BM 77'nci Genel Kurul Başkanı Csaba Körösi'nin "BM'nin günümüzün küresel zorluklarına uygun biçimde reform edilmesi gerektiğine yönelik çağrısı" küresel gündemin merkezine yerleşti. Körösi'nin reform çağrısı, BM Genel Kurulu'nun ve BM Güvenlik Konseyi'nin günümüzün zorluklarına yanıt verebilecek biçimde revizyonunu öngörmektedir. BM'nin kurumsal yapısına ilişkin revizyonist bir yaklaşımın geliştirilememesi durumunda BM Güvenlik Konseyi'nin küresel meselelere çözüm üretmek yerine sorunları derinleştirmeye ve kronikleştirmeye başlayacağı uyarısı bu noktada önem arz etmektedir.

Bugün, kurulu dünya düzeninin küresel aktörlerinin -BM- gözleri önünde sergilenen ağır insan hakları ve güvenlik kriziyle karşı karşıyayız. Global dünya düzeninin, "bölgesel gelir dengesizlikleri, kimlik bunalımları, ötekileştirilmiş ve ayrıştırılmış etnik ve sosyal sınıflar, küresel adaletsizlikler ve yaygın yoksulluklar" gibi derin insani ve sosyal krizler ürettiği görülmektedir. "Ötekileştiren", "dışsallaştıran", demografik ve kültürel açıdan çeşitlendikçe "düşmanlaştıran" bir düzen çarkının hüküm sürdüğüne tanıklık etmekteyiz. Öyle ki bu dışsallaştırıcı düzen, küresel iktidar coğrafyalarında "ötekileştirme, ırkçılık ve faşizmin" yükselmesine yol açmaktadır. Bölgesel ve küresel barış noktasında sürdürülebilirliğini yitiren global sistemin çöküşü, içe dönük biçimde sistemsel bir konsolidasyon sürecine neden olmaktadır.

*Yapılacak iş:* BM reformu üzerine metnin "Bugün, kurulu dünya" kısmından "sürecine neden olmaktadır." kısmına kadar olan bölümünü, "yaygın yoksulluklar" yerine "derin yoksulluklar" koyarak yeniden yaz.

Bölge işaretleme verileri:
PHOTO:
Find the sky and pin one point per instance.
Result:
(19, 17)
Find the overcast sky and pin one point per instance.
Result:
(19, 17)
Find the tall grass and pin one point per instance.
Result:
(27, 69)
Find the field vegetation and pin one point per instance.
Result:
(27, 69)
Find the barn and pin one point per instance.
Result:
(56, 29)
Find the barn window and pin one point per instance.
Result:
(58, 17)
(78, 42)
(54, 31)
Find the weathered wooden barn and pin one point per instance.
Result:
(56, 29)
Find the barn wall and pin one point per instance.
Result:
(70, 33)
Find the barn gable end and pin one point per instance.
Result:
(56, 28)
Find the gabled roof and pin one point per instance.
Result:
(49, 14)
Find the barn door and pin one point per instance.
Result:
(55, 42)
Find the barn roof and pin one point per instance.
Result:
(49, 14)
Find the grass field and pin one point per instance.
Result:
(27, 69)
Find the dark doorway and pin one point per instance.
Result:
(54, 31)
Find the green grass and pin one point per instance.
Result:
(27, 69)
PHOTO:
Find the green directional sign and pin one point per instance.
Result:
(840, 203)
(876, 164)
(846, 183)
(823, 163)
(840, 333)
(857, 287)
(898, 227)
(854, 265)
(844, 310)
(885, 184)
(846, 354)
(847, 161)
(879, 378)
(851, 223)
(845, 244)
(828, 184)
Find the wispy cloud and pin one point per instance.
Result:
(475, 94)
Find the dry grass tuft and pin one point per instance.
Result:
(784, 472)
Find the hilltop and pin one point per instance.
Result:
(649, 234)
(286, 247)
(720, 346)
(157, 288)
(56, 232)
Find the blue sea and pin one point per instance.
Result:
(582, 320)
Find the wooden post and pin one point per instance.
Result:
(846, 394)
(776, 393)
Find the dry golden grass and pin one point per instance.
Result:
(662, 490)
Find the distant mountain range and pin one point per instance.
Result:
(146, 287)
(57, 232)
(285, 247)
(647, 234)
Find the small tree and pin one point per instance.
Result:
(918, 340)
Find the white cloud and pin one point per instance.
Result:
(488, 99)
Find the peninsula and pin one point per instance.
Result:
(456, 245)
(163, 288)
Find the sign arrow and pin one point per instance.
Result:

==

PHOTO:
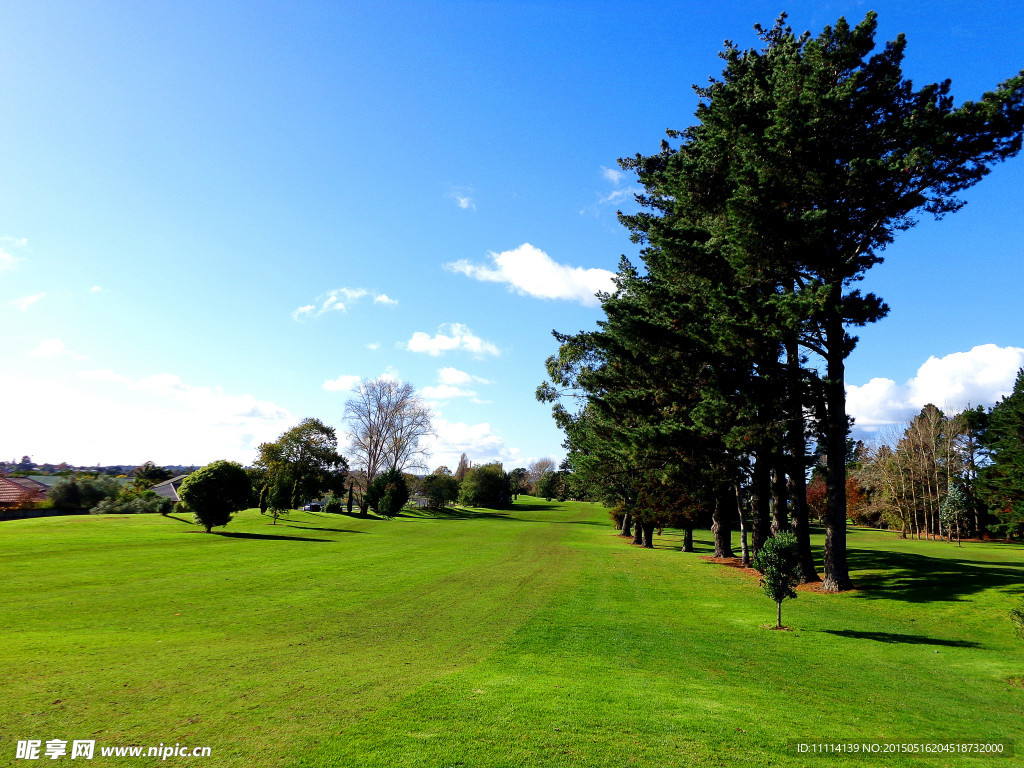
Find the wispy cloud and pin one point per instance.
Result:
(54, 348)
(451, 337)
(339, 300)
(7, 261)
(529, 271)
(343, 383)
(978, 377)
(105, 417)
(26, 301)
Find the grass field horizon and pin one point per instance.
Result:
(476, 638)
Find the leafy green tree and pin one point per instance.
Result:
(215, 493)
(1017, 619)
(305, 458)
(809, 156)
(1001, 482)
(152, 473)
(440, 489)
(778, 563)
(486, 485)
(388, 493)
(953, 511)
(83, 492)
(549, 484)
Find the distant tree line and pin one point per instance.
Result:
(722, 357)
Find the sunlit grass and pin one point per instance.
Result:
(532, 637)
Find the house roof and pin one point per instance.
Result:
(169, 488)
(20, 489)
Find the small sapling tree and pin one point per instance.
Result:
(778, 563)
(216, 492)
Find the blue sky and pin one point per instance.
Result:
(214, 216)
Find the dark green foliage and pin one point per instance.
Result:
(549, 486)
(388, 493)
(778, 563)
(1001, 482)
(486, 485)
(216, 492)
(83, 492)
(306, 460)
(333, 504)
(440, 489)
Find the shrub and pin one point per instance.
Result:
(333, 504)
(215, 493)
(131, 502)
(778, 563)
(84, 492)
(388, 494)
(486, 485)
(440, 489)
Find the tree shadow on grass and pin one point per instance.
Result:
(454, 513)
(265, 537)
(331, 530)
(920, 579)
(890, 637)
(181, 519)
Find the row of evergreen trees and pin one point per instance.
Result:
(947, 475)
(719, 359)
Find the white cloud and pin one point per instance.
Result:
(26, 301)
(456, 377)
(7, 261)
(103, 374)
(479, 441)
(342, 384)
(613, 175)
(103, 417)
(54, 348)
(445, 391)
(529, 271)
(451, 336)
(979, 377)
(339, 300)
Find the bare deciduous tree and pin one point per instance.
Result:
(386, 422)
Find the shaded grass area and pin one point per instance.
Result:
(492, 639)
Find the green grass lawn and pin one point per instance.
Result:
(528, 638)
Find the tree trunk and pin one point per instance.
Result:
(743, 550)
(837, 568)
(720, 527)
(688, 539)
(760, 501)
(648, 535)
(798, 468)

...

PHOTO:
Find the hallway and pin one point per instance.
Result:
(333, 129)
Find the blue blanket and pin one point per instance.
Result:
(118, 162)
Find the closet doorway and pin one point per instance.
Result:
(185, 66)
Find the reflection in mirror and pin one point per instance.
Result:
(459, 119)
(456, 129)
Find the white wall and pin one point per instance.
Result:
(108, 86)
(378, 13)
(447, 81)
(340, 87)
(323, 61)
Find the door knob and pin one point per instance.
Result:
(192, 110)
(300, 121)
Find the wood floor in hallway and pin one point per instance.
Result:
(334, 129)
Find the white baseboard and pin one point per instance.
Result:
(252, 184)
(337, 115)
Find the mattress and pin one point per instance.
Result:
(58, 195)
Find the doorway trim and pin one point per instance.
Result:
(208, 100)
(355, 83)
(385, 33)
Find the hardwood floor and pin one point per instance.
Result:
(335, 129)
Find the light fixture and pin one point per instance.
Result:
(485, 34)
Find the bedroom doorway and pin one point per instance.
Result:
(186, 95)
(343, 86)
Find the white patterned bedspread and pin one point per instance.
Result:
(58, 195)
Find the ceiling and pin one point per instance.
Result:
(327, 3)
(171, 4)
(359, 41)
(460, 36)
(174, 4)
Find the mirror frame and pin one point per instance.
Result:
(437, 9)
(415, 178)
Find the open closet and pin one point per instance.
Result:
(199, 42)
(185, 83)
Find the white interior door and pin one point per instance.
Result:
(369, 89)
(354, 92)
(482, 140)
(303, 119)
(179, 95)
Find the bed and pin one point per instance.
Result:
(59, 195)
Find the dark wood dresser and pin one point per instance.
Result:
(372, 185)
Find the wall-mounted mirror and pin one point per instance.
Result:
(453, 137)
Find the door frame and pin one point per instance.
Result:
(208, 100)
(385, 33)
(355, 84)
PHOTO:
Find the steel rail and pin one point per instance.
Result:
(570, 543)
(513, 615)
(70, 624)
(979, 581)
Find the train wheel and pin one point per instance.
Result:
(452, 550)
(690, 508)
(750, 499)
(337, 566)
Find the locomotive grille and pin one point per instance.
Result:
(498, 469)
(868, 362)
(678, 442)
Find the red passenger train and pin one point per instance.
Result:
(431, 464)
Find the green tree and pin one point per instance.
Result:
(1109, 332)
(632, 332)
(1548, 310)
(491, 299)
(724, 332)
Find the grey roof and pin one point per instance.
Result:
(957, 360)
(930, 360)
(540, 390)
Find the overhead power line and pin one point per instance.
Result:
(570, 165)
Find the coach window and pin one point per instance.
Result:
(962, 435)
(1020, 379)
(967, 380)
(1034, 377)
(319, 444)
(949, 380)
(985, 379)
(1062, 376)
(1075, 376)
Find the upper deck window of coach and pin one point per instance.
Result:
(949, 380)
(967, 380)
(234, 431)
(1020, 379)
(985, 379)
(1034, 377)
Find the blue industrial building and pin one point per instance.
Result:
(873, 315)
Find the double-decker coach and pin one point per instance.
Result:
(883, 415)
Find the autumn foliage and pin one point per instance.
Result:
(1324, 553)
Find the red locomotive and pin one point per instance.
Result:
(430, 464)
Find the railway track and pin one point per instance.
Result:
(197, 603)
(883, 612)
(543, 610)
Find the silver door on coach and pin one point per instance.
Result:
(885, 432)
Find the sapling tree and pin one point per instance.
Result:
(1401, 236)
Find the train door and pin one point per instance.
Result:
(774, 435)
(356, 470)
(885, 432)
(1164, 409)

*Çözüm:*
Bugün, kurulu dünya düzeninin küresel aktörlerinin -BM- gözleri önünde sergilenen ağır insan hakları ve güvenlik kriziyle karşı karşıyayız. Global dünya düzeninin, "bölgesel gelir dengesizlikleri, kimlik bunalımları, ötekileştirilmiş ve ayrıştırılmış etnik ve sosyal sınıflar, küresel adaletsizlikler ve derin yoksulluklar" gibi derin insani ve sosyal krizler ürettiği görülmektedir. "Ötekileştiren", "dışsallaştıran", demografik ve kültürel açıdan çeşitlendikçe "düşmanlaştıran" bir düzen çarkının hüküm sürdüğüne tanıklık etmekteyiz. Öyle ki bu dışsallaştırıcı düzen, küresel iktidar coğrafyalarında "ötekileştirme, ırkçılık ve faşizmin" yükselmesine yol açmaktadır. Bölgesel ve küresel barış noktasında sürdürülebilirliğini yitiren global sistemin çöküşü, içe dönük biçimde sistemsel bir konsolidasyon sürecine neden olmaktadır.